### Selected extract
• Welcome to AppraisersForum.com, the premier online  community for the discussion of real estate appraisal. Register a free account to be able to post and unlock additional forums and features.

Fair Market Value For REO Listing

Status
Not open for further replies.

Moonhopper

Freshman Member
Joined
Jan 24, 2011
Professional Status
Appraiser Trainee
State
Maryland
I am having a hard time wrapping my head around this, so I need some input.

I am doing a report for a REO listing. Per the engagement letter: Purpose: REO, Type of Value: Market Value.

It is currently a REO listing and is in typical REO condition... utilities off, mechanical systems condition unknown, appliances gone, deferred maintenance, etc.

In this market, non-REO properties are not comparable to REO properties. REO properties in seemingly similar condition typically sell for significantly less. Also, it is not common for non-REO properties to be in 'typical REO condition'.

I submitted the report with REO sales as comps and the client is telling me to use arm's length sales as comps because they want fair market value and not liquidation value.

The property is a REO property, so REO sales are the best indicator of value. Arm's length sales do not represent the property and will give an inflated value. At the current list price, the agent said there has been no activity. Using arm's length sales will put the opinion of value higher than the current list price. To use arm's length sales, I would have to make it subject to the hypothetical conditions that the property is not REO and it is in typical marketable condition. Am I thinking about this correctly?
 

Randolph Kinney

Elite Member
Joined
Apr 7, 2005
Professional Status
Retired Appraiser
State
North Carolina
I am having a hard time wrapping my head around this, so I need some input.

I am doing a report for a REO listing. Per the engagement letter: Purpose: REO, Type of Value: Market Value.

It is currently a REO listing and is in typical REO condition... utilities off, mechanical systems condition unknown, appliances gone, deferred maintenance, etc.

In this market, non-REO properties are not comparable to REO properties. REO properties in seemingly similar condition typically sell for significantly less. Also, it is not common for non-REO properties to be in 'typical REO condition'.

I submitted the report with REO sales as comps and the client is telling me to use arm's length sales as comps because they want fair market value and not liquidation value.

The property is a REO property, so REO sales are the best indicator of value. Arm's length sales do not represent the property and will give an inflated value. At the current list price, the agent said there has been no activity. Using arm's length sales will put the opinion of value higher than the current list price. To use arm's length sales, I would have to make it subject to the hypothetical conditions that the property is not REO and it is in typical marketable condition. Am I thinking about this correctly?

You should identify the likely buyer pool for REO homes in typical REO condition. Are they owner-occupied buyers? Or are they developer/ flippers?

Once you have done that, find REO sales with the appropriate buyer, and its fair market value.
 

hastalavista

Elite Member
Joined
May 16, 2005
Professional Status
Certified General Appraiser
State
California
Although others will disagree (Where's ResGuy???? :rof:) what you have here (IMO) is a H&BU analysis-problem.

H&BU, as-improved, done correctly, will identify the buyer-type for your property and, as a consequence, the best substitutes (comparables) that the identified buyer type competes with.

### Input material
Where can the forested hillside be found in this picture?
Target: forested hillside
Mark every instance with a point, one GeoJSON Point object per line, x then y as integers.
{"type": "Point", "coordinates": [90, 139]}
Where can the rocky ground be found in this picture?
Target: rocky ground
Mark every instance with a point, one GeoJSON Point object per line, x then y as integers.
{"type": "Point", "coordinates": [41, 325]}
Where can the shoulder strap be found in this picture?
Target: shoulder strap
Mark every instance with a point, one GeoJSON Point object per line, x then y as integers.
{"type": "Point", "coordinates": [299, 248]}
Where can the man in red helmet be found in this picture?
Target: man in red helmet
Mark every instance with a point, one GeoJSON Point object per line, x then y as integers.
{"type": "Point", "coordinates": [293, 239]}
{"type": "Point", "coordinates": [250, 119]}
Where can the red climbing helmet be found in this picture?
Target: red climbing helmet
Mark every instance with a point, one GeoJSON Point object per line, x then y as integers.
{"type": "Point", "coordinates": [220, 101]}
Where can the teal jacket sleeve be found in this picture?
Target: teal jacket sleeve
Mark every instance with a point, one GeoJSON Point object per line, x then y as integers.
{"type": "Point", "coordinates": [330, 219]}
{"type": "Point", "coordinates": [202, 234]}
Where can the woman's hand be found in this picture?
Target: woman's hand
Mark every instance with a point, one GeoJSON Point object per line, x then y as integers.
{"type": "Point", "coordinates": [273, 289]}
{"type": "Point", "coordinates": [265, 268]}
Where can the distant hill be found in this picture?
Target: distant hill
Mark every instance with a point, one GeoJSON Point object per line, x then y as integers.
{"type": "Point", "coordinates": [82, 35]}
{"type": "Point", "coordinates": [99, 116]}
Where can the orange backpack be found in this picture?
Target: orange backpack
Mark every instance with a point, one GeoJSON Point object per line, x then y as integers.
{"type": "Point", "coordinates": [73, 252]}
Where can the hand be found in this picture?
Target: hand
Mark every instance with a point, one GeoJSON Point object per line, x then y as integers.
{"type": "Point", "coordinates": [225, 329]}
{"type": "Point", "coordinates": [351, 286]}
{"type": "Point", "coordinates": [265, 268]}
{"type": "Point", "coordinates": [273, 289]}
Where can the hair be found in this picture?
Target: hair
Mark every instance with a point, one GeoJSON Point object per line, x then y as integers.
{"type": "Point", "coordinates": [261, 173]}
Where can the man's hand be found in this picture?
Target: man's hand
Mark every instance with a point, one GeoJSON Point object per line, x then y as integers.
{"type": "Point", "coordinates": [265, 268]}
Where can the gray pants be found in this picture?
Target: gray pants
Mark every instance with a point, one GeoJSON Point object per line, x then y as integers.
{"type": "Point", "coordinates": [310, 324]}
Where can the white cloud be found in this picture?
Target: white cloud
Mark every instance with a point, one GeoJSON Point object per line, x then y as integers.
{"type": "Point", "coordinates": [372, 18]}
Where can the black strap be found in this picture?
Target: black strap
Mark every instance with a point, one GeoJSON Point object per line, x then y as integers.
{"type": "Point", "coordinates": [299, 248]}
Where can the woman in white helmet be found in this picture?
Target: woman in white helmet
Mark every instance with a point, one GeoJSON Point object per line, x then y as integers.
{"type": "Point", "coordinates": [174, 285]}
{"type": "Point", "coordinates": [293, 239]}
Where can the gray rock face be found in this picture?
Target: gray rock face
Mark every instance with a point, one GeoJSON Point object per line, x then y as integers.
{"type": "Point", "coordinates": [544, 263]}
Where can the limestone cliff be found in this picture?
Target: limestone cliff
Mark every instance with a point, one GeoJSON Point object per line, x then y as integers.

### Challenge A
Swap "comparables" for "comps" in the REO appraisal thread, then give the passage from "hastalavista" up to and including "type competes with.".
### Challenge B
Retype the entries from the line with "Where can the hair be found in this picture?" up to and including the last line of the entries.

### Correct result A
hastalavista

Elite Member
Joined
May 16, 2005
Professional Status
Certified General Appraiser
State
California
Although others will disagree (Where's ResGuy???? :rof:) what you have here (IMO) is a H&BU analysis-problem.

H&BU, as-improved, done correctly, will identify the buyer-type for your property and, as a consequence, the best substitutes (comps) that the identified buyer type competes with.

### Correct result B
Where can the hair be found in this picture?
Target: hair
Mark every instance with a point, one GeoJSON Point object per line, x then y as integers.
{"type": "Point", "coordinates": [261, 173]}
Where can the man's hand be found in this picture?
Target: man's hand
Mark every instance with a point, one GeoJSON Point object per line, x then y as integers.
{"type": "Point", "coordinates": [265, 268]}
Where can the gray pants be found in this picture?
Target: gray pants
Mark every instance with a point, one GeoJSON Point object per line, x then y as integers.
{"type": "Point", "coordinates": [310, 324]}
Where can the white cloud be found in this picture?
Target: white cloud
Mark every instance with a point, one GeoJSON Point object per line, x then y as integers.
{"type": "Point", "coordinates": [372, 18]}
Where can the black strap be found in this picture?
Target: black strap
Mark every instance with a point, one GeoJSON Point object per line, x then y as integers.
{"type": "Point", "coordinates": [299, 248]}
Where can the woman in white helmet be found in this picture?
Target: woman in white helmet
Mark every instance with a point, one GeoJSON Point object per line, x then y as integers.
{"type": "Point", "coordinates": [174, 285]}
{"type": "Point", "coordinates": [293, 239]}
Where can the gray rock face be found in this picture?
Target: gray rock face
Mark every instance with a point, one GeoJSON Point object per line, x then y as integers.
{"type": "Point", "coordinates": [544, 263]}
Where can the limestone cliff be found in this picture?
Target: limestone cliff
Mark every instance with a point, one GeoJSON Point object per line, x then y as integers.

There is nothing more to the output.